> Extracts from a box-labeled dataset:
___

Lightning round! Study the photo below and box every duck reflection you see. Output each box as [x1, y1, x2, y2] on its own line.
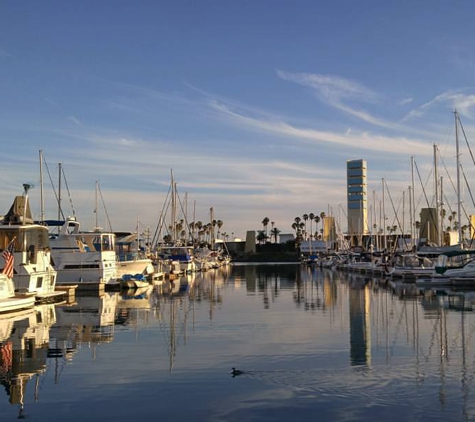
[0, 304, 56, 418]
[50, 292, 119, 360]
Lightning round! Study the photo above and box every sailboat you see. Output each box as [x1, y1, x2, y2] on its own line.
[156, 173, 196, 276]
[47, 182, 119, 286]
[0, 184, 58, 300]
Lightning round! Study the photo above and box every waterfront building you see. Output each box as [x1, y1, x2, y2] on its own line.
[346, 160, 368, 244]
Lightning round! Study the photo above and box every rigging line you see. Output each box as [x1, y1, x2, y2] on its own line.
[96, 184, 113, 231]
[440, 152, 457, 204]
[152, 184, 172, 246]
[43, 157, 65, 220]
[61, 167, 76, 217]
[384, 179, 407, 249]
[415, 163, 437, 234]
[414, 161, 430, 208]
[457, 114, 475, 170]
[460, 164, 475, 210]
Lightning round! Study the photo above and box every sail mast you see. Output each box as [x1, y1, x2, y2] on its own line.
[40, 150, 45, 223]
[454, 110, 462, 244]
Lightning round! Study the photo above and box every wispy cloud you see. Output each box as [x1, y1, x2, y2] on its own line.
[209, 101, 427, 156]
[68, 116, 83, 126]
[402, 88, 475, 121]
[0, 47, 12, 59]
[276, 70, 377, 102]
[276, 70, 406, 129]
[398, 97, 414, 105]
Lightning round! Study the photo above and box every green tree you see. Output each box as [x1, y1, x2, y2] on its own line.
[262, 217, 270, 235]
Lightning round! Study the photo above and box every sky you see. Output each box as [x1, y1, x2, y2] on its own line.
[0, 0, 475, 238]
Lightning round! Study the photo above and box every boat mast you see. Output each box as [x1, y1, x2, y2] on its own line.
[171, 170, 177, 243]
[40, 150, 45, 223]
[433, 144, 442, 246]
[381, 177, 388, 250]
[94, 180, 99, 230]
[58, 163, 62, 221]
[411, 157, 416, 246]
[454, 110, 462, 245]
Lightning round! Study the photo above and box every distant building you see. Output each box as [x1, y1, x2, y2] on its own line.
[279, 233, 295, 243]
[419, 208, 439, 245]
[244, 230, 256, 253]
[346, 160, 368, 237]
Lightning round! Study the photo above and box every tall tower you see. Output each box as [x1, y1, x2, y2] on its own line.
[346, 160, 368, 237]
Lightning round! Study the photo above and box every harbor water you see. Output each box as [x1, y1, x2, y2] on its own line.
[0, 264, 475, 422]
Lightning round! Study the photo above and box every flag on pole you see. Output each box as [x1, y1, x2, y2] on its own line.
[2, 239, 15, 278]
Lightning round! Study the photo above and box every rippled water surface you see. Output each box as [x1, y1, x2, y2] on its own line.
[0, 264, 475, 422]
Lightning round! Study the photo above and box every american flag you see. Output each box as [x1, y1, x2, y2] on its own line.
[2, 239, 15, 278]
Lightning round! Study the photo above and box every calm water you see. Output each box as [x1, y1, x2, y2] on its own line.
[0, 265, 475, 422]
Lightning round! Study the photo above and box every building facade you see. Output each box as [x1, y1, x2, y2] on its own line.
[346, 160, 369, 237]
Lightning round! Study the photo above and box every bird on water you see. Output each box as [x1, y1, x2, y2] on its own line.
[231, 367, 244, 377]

___

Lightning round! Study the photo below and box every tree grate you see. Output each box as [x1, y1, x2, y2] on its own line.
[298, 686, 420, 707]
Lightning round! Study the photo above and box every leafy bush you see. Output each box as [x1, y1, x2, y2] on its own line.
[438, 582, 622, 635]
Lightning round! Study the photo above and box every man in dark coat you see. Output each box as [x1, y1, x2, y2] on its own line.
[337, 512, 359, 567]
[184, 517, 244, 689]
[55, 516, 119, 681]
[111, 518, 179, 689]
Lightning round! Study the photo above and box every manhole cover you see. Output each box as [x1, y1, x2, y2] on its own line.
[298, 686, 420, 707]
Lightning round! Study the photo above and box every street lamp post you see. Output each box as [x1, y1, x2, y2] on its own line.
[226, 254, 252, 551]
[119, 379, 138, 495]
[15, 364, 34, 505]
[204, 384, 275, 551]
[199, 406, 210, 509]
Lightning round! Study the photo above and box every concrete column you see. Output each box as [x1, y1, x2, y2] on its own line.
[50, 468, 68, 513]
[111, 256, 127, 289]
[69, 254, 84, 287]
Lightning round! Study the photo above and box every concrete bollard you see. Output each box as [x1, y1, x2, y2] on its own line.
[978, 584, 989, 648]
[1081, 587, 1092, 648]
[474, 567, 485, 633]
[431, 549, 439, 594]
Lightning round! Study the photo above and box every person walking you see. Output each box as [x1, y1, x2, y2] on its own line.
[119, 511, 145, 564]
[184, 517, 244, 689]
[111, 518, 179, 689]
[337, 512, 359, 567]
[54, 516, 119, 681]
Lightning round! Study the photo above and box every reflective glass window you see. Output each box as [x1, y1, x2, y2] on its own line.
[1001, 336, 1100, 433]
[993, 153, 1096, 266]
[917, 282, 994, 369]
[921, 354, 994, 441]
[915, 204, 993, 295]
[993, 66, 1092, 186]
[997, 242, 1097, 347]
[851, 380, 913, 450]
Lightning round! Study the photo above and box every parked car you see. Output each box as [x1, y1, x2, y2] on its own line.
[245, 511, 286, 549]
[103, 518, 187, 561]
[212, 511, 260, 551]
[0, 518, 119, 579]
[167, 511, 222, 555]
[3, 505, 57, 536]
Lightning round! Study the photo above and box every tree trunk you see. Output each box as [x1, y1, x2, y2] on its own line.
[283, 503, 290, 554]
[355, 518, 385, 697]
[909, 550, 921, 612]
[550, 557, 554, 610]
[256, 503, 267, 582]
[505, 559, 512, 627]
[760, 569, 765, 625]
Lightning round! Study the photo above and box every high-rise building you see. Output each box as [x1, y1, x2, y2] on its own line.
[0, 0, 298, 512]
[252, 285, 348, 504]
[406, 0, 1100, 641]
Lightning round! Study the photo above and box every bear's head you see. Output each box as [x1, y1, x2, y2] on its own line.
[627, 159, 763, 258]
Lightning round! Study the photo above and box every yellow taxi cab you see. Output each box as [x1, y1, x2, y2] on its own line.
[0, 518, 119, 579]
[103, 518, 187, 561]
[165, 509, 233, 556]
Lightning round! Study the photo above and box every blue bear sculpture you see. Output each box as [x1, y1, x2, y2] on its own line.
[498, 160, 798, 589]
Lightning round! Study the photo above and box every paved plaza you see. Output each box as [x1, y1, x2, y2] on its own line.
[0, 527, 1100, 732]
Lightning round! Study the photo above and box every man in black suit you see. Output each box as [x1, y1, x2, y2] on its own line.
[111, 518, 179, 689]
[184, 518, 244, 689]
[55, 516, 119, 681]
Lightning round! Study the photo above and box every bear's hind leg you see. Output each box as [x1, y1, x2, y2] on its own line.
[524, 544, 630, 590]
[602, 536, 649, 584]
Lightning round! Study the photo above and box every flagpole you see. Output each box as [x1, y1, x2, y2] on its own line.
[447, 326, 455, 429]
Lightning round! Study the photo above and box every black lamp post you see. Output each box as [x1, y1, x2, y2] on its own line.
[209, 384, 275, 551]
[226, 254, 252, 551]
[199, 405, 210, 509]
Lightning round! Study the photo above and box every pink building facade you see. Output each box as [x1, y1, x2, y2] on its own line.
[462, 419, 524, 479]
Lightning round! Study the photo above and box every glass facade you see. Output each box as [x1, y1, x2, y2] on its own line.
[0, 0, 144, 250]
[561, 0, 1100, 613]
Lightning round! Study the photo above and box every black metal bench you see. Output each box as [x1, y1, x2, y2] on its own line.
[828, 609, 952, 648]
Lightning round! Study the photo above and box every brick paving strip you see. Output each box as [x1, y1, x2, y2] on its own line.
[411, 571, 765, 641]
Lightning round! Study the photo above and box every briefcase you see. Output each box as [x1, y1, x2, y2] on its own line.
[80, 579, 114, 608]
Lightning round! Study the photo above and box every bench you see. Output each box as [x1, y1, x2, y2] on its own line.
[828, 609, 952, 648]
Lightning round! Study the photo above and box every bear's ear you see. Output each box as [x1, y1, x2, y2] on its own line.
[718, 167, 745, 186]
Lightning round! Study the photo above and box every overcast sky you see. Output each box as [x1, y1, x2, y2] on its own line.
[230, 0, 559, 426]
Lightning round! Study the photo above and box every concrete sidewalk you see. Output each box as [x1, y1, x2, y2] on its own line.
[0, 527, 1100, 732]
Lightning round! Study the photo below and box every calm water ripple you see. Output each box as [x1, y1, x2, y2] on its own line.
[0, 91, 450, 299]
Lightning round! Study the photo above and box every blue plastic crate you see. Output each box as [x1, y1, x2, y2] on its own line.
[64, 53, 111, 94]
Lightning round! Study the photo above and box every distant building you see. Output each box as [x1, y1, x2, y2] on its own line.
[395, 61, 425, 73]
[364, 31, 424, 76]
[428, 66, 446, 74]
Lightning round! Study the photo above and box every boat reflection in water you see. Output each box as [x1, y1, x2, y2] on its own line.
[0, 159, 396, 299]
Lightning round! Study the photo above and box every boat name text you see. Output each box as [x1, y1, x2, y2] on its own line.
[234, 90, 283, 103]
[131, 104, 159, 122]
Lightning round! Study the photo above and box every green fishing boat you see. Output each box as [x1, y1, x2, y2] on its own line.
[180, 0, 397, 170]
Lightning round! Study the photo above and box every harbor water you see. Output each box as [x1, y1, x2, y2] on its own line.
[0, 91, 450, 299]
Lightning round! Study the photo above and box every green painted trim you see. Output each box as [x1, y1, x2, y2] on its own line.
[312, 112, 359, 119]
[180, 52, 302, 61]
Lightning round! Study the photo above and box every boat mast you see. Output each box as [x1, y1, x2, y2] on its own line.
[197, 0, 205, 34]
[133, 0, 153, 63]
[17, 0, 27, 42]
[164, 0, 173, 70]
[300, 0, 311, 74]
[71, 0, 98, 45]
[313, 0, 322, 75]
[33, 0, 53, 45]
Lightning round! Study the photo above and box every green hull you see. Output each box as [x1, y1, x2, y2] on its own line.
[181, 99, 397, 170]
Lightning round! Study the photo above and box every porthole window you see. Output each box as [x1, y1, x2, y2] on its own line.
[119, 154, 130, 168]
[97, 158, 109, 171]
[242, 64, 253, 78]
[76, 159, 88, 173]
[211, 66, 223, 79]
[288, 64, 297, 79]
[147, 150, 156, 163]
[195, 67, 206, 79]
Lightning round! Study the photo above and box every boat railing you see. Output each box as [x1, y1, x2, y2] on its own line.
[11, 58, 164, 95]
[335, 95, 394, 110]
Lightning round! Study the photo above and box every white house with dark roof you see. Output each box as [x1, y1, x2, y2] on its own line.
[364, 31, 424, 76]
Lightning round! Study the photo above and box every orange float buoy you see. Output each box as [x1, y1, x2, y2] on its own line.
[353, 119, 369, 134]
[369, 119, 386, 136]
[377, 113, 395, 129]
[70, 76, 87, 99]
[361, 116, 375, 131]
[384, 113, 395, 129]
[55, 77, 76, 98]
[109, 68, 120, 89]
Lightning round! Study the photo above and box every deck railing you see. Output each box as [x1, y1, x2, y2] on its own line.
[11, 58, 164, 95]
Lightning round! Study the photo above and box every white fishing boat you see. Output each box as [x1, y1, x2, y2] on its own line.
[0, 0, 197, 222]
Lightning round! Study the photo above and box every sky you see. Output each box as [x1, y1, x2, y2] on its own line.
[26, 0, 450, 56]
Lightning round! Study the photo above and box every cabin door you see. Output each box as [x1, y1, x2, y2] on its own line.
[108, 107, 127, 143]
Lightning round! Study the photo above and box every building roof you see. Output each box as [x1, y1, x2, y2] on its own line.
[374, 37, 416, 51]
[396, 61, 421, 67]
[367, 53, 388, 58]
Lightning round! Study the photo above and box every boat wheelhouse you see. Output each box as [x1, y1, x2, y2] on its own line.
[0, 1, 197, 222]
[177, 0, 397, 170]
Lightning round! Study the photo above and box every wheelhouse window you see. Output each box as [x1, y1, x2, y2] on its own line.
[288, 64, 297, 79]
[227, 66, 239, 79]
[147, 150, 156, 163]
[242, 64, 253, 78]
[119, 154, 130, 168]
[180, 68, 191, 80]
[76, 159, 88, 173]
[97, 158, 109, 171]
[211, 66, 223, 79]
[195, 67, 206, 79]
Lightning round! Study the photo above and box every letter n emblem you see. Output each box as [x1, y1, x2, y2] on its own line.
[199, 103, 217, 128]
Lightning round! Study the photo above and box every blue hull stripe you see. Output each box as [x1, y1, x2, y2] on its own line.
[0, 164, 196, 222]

___

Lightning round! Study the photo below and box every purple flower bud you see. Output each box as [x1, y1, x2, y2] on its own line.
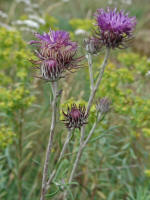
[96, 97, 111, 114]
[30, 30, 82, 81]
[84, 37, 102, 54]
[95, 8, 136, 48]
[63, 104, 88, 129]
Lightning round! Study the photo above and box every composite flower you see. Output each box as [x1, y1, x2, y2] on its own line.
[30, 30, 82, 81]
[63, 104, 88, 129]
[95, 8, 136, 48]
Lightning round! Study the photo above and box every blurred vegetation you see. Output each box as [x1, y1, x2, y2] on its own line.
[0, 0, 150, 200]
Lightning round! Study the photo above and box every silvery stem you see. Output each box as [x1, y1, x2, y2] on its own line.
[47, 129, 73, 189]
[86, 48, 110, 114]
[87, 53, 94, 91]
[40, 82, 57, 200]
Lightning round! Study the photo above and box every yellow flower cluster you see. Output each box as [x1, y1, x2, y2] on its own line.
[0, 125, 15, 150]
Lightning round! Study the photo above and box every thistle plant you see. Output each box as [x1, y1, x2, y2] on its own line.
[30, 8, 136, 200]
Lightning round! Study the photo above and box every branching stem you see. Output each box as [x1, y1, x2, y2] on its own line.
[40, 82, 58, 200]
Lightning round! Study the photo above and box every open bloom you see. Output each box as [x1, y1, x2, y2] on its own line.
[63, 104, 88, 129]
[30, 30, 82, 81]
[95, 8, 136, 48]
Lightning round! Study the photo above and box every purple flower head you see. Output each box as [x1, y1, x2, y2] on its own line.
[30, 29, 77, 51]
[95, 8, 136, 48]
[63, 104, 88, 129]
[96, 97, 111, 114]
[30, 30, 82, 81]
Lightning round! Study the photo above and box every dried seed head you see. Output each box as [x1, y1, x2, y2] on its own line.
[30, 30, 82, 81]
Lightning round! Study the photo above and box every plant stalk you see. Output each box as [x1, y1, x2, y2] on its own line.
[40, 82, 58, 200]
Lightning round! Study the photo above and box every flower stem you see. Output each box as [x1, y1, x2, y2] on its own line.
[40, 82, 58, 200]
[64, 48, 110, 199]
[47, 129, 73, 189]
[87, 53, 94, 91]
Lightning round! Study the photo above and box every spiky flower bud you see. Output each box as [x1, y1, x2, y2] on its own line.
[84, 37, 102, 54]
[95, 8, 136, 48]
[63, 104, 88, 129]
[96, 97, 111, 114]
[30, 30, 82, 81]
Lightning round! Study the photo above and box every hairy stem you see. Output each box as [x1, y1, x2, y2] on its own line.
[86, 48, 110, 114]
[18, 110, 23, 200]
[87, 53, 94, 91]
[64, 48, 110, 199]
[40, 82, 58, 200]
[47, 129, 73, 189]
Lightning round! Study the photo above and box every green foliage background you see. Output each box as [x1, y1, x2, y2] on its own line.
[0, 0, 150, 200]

___

> Problem details: Format the material starting at the line containing "Lightning round! Study the photo above and box every paved" and ending at the line containing "[561, 0, 1100, 613]" as a JSON list of strings, with one string per line and blank lines omitted.

> Right answer:
[
  "Lightning round! Study the photo above and box every paved plaza you see. Output each box as [x1, y1, x2, y2] on its own line.",
  "[0, 527, 1100, 732]",
  "Lightning round! Study the photo above and box every man in black suit you see. Output each box as [x1, y1, x2, y2] on its own line.",
  "[111, 518, 179, 689]",
  "[184, 518, 244, 689]",
  "[55, 516, 119, 681]",
  "Lightning round! Study the photo above and box every bear's hind leg you see. Output each box as [x1, y1, x2, y2] on its own line.",
  "[524, 544, 630, 590]",
  "[602, 536, 649, 584]",
  "Lightning round! Study the photo above and box every flagpole you see. Output each box as [x1, y1, x2, y2] on its own line.",
  "[447, 326, 455, 429]",
  "Lightning round! Study the photo above and box every black lamp post you see. Output each box as [x1, y1, x2, y2] on its own line.",
  "[209, 384, 275, 551]",
  "[226, 254, 252, 551]",
  "[199, 405, 210, 509]",
  "Lightning round! Study the photo above and box every pink building facade you see. Output each box as [x1, y1, x2, y2] on its own line.",
  "[462, 419, 524, 479]",
  "Lightning round! Study the photo above and box every glass facade you see. Output each box as [x1, y1, x2, y2] on its own line.",
  "[0, 0, 144, 250]",
  "[561, 0, 1100, 613]"
]